Text extract:
— Begin —

Serbia: Reliable Electricity

April 8, 2013


New power distribution sub-stations provide a constant supply of reliable electricity to households and businesses in Serbia.

Drawing on International Development Association (IDA) experience and funding, energy losses in Serbia have been reduced on average by 64 percent, energy interruptions by 87 percent, and voltage drops by 62 percent through modernization of the electricity system in 10 cities that faced power supply problems. The improved electricity supply has benefited some 250,000 farmers, households, and commercial businesses, and resulted in the building of at least two factories, generating new jobs.


When the Energy Community of South East Europe (APL) Program - Serbia Project commenced in 2005, there were three challenges. First, the power supply over the last decade had been unreliable. In the Arilje region, for example, where almost every household grows raspberries, a 9 percent drop in voltage was common at the height of the picking season, forcing growers to purchase their own generators. The most recent Business Environment Survey showed that 33 percent of firms considered the quality and quantity of the electricity supply to be a problem, more than double the number in 2005 and representing the sharpest increase in any of the obstacles registered by businesses. Frequent power outages can, in the case of fruit processors, result in an interruption of refrigeration, requiring the fruit to be discarded. Second, reform in the sector led to the separation of business functions, such as generation and transmission, leading many companies to lose their technical staff experienced in the modernization and rehabilitation of power substations. There was thus a need to develop new private service companies to provide this segment of the industry with modern, energy-efficient equipment. Third, there had been no significant investment in new substation systems in over 30 years, and 10–15 percent voltage drops were common.

— End —

(Stored items from a collection)
— Begin —

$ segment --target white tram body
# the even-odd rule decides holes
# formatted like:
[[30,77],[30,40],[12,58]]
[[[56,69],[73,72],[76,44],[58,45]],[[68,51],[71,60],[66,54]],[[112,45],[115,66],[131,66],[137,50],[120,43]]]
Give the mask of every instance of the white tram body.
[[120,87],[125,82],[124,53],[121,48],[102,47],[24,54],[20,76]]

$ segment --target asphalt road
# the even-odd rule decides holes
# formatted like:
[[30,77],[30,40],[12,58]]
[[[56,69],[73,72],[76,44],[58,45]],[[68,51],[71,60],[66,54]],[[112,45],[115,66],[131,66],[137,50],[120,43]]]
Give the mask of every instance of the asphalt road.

— End —

Brief: Copy out the full article on Serbia's electricity supply from above, without changing anything.

Output for this exercise:
Serbia: Reliable Electricity

April 8, 2013


New power distribution sub-stations provide a constant supply of reliable electricity to households and businesses in Serbia.

Drawing on International Development Association (IDA) experience and funding, energy losses in Serbia have been reduced on average by 64 percent, energy interruptions by 87 percent, and voltage drops by 62 percent through modernization of the electricity system in 10 cities that faced power supply problems. The improved electricity supply has benefited some 250,000 farmers, households, and commercial businesses, and resulted in the building of at least two factories, generating new jobs.


When the Energy Community of South East Europe (APL) Program - Serbia Project commenced in 2005, there were three challenges. First, the power supply over the last decade had been unreliable. In the Arilje region, for example, where almost every household grows raspberries, a 9 percent drop in voltage was common at the height of the picking season, forcing growers to purchase their own generators. The most recent Business Environment Survey showed that 33 percent of firms considered the quality and quantity of the electricity supply to be a problem, more than double the number in 2005 and representing the sharpest increase in any of the obstacles registered by businesses. Frequent power outages can, in the case of fruit processors, result in an interruption of refrigeration, requiring the fruit to be discarded. Second, reform in the sector led to the separation of business functions, such as generation and transmission, leading many companies to lose their technical staff experienced in the modernization and rehabilitation of power substations. There was thus a need to develop new private service companies to provide this segment of the industry with modern, energy-efficient equipment. Third, there had been no significant investment in new substation systems in over 30 years, and 10–15 percent voltage drops were common.